>> Start
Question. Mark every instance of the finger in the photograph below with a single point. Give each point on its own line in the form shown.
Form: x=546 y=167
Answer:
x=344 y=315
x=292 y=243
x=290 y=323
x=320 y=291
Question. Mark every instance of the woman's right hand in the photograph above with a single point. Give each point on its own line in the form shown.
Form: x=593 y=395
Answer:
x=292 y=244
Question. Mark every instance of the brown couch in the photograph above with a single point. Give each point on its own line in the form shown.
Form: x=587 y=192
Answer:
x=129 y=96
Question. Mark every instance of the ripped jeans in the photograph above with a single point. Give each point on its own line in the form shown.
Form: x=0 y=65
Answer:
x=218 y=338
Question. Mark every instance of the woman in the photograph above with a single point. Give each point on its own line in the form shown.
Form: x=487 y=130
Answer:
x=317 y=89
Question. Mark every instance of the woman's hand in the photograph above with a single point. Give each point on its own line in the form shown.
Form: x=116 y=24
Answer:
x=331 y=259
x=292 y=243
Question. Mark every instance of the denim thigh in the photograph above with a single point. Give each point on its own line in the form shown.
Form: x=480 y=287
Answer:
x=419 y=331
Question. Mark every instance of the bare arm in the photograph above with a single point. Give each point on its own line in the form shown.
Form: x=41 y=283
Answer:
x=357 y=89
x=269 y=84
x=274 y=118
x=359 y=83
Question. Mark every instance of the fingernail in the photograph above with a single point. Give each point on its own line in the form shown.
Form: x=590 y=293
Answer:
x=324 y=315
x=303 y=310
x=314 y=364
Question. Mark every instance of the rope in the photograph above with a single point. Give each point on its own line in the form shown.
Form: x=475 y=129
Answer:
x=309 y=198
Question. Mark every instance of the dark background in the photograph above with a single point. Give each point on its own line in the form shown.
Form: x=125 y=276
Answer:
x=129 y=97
>> End
- Work required:
Copy each entry exactly, with nothing added or dropped.

- Answer to the problem:
Question. Mark every instance of the finger in the photograph below with a single point. Give each point on its own line in the form shown.
Form: x=546 y=167
Answer:
x=344 y=315
x=292 y=243
x=290 y=323
x=320 y=291
Question. Mark every instance of the woman's right hand in the photograph above with a single point. Give each point on its own line in the form shown.
Form: x=593 y=395
Answer:
x=292 y=244
Question. Mark every instance of the brown couch in the photograph above with a single point. Give each point on its own line in the form shown.
Form: x=587 y=192
Answer:
x=129 y=96
Question. Mark every instance of the ripped jeans in the photograph above with a single point. Give each point on its own line in the form shown.
Form: x=0 y=65
Answer:
x=218 y=338
Question. Mark every instance of the woman in the photograph above with a single point. Give each point on its own line in the form shown.
Form: x=487 y=130
Answer:
x=317 y=89
Question. Mark every instance of the woman's hand in the photograph above with a single point. Give each point on its own line in the form shown.
Form: x=116 y=24
Answer:
x=331 y=259
x=292 y=243
Question. Mark every instance of the denim thigh in the photograph above with a single point. Give each point on its own line in the form shown.
Form: x=480 y=287
Answer:
x=419 y=331
Question. Mark every instance of the bare arm in the photograph above with a single point. Give each point on its own line in the form shown.
Form: x=41 y=283
Answer:
x=357 y=89
x=269 y=84
x=274 y=118
x=359 y=83
Question. Mark every instance of the fingernail in the photograph above with a single point. Give each point on its own line in the form shown.
Form: x=590 y=293
Answer:
x=324 y=315
x=303 y=310
x=314 y=364
Question. Mark every instance of the rope in the photograph above with a single point. Give each point on its own line in the form shown.
Form: x=475 y=129
Answer:
x=309 y=198
Question. Mark every instance of the dark background in the photograph above with a single point. Give each point on its own line in the form shown.
Form: x=125 y=276
Answer:
x=129 y=97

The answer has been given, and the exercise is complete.